(WORKING DATA begins)
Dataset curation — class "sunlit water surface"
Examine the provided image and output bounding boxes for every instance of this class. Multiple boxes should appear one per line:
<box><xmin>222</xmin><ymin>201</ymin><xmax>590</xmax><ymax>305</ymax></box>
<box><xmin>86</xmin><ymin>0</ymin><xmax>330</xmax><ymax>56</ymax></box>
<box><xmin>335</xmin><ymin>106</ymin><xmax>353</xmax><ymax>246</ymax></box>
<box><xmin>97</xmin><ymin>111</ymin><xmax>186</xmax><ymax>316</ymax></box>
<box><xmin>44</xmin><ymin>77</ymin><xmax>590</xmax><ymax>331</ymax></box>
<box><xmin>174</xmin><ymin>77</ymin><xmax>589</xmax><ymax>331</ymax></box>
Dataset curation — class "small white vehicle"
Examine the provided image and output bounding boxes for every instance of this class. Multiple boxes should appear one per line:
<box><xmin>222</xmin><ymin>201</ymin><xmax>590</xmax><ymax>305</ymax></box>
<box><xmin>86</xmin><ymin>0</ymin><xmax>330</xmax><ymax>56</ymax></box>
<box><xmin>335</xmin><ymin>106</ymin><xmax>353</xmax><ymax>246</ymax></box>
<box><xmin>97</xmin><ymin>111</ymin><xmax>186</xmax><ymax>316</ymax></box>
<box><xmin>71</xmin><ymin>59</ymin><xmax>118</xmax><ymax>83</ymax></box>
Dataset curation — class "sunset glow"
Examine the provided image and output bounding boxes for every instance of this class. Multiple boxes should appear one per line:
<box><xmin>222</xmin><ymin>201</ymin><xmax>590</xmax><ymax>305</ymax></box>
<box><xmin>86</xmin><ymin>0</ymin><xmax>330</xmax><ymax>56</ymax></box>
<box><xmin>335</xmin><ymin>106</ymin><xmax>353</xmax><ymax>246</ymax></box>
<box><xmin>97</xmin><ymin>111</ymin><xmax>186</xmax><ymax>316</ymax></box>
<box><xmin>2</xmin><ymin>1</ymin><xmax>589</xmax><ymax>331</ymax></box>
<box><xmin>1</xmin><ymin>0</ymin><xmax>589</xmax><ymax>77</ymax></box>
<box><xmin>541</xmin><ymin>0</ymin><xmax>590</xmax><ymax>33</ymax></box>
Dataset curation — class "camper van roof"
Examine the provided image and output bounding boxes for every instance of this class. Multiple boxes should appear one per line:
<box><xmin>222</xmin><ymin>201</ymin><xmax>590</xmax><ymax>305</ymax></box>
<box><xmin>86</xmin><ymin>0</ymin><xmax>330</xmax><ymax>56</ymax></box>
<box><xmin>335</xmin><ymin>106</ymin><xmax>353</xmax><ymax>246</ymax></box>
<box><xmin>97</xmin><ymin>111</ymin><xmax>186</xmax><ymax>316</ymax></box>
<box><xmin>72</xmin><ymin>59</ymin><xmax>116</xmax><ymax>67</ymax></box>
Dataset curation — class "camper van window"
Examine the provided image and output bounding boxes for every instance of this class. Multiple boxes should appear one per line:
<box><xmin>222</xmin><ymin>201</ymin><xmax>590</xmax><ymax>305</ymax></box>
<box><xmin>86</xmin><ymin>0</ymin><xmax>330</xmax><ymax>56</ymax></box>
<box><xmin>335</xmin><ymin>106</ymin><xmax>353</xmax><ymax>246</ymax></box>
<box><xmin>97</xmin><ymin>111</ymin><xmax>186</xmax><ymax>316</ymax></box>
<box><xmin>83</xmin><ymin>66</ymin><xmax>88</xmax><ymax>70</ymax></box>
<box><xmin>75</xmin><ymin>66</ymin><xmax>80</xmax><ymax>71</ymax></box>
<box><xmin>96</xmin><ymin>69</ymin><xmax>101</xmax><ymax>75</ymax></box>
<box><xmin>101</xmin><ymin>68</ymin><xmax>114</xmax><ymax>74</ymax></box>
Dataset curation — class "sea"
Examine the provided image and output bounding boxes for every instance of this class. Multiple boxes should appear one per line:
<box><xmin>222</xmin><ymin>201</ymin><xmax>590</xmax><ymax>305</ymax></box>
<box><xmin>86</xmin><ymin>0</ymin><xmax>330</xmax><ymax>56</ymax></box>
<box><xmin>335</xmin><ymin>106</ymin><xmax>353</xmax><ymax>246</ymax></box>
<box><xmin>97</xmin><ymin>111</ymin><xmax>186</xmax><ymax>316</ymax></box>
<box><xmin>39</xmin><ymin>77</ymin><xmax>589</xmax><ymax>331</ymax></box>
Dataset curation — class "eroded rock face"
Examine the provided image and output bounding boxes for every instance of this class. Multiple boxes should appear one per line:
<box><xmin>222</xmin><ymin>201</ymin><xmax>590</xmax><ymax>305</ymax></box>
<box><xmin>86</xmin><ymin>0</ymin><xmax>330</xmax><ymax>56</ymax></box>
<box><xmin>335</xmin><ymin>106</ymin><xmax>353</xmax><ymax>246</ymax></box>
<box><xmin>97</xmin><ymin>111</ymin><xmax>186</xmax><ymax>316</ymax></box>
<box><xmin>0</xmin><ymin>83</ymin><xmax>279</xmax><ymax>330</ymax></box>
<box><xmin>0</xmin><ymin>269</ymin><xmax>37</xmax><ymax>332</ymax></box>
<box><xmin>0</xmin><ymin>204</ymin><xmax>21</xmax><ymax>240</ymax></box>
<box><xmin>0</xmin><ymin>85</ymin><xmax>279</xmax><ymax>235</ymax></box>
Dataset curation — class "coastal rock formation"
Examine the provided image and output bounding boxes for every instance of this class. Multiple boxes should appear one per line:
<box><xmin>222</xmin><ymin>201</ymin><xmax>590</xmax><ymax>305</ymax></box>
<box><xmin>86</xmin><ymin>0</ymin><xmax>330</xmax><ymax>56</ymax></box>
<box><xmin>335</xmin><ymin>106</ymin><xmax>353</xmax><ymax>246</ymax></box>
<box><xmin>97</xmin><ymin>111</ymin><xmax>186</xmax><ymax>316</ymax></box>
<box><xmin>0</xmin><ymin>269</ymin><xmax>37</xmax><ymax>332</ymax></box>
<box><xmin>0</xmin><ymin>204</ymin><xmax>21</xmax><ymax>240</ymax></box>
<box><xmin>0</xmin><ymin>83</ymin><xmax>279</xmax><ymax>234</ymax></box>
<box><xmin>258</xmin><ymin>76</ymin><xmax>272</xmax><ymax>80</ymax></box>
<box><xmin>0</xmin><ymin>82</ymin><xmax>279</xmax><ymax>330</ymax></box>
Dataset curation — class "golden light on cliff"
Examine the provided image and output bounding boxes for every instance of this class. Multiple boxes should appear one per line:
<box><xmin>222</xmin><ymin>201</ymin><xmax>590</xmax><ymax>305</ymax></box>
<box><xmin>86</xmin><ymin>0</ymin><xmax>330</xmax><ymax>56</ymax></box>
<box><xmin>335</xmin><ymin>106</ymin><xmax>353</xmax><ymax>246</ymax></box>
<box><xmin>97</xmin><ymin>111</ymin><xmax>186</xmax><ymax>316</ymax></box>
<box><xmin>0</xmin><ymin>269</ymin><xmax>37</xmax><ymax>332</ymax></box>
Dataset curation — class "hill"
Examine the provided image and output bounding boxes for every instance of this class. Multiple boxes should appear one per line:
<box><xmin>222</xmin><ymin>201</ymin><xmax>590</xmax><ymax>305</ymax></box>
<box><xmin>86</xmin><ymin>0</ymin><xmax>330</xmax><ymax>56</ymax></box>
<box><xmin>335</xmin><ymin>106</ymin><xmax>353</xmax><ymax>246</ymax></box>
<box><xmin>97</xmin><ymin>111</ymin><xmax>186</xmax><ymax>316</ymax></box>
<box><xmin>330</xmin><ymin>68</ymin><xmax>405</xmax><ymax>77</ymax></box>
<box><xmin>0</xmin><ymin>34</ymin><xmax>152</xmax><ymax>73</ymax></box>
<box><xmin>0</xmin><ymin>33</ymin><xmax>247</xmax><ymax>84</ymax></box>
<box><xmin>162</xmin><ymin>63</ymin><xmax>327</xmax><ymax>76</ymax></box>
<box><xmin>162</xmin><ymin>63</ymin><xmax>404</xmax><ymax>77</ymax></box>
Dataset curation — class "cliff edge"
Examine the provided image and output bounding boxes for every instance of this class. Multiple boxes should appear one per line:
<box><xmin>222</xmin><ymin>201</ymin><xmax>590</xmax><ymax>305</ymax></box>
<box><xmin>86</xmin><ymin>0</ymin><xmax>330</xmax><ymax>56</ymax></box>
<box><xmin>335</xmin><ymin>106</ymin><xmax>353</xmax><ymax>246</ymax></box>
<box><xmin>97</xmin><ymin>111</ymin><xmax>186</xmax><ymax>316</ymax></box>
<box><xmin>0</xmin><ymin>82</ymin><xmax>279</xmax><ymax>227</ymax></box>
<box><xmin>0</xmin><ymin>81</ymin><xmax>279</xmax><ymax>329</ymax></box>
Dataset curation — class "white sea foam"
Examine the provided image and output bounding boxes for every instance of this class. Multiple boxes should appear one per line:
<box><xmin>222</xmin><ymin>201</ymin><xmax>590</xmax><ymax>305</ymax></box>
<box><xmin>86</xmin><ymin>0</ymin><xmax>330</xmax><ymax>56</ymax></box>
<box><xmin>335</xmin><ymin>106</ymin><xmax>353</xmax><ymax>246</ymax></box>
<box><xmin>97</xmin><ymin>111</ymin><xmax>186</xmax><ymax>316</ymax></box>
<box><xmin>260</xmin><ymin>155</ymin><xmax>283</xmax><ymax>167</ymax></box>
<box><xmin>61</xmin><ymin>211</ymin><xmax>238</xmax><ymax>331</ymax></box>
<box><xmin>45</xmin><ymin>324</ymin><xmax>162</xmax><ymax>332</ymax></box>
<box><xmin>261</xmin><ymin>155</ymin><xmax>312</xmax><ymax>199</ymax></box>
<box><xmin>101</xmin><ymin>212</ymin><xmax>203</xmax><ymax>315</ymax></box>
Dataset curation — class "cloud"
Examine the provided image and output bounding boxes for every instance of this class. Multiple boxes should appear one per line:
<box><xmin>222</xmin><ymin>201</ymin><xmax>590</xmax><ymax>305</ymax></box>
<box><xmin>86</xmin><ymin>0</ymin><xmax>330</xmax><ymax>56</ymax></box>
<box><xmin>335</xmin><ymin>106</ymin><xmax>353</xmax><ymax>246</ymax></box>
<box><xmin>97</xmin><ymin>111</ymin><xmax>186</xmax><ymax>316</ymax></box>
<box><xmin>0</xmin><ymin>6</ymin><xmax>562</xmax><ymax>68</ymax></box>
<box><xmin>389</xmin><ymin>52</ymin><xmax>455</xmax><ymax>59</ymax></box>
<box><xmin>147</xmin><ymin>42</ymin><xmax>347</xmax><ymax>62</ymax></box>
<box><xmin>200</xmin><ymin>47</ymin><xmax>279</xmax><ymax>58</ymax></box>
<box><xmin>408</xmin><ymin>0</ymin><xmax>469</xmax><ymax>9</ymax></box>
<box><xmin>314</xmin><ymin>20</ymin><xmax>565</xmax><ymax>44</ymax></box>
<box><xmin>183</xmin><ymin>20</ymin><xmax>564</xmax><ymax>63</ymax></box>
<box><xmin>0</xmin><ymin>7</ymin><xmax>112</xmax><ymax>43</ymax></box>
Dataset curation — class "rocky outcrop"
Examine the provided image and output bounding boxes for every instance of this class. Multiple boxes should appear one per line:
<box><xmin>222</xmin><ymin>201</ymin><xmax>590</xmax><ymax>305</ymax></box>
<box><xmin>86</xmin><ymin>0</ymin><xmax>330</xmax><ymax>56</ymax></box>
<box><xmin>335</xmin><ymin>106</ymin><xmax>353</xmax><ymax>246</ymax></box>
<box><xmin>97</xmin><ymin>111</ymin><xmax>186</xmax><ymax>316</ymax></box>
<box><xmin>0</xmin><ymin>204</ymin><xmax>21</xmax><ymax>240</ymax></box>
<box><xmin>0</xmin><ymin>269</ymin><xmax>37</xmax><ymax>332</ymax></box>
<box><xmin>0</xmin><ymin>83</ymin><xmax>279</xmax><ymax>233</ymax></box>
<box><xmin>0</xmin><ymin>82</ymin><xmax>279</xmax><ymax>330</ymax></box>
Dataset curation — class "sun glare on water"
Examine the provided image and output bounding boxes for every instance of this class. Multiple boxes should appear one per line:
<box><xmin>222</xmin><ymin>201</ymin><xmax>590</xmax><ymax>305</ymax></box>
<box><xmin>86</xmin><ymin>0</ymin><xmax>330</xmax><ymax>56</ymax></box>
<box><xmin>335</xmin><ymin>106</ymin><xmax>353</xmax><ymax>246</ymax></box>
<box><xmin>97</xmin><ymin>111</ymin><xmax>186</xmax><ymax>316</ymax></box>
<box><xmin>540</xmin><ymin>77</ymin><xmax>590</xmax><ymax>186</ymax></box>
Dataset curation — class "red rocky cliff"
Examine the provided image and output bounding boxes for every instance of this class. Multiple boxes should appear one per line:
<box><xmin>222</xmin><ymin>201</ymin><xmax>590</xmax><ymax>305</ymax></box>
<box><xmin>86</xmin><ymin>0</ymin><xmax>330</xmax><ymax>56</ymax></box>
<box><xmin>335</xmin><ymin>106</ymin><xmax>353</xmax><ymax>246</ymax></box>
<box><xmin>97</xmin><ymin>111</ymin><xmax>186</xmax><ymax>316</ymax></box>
(WORKING DATA ends)
EXERCISE REQUIREMENTS: Only the lines that contain the string "water" should be copied from the entries above.

ANSWER FOR THE TASK:
Dataset curation — class "sunlit water surface"
Dataset curation — class "sun glare on water"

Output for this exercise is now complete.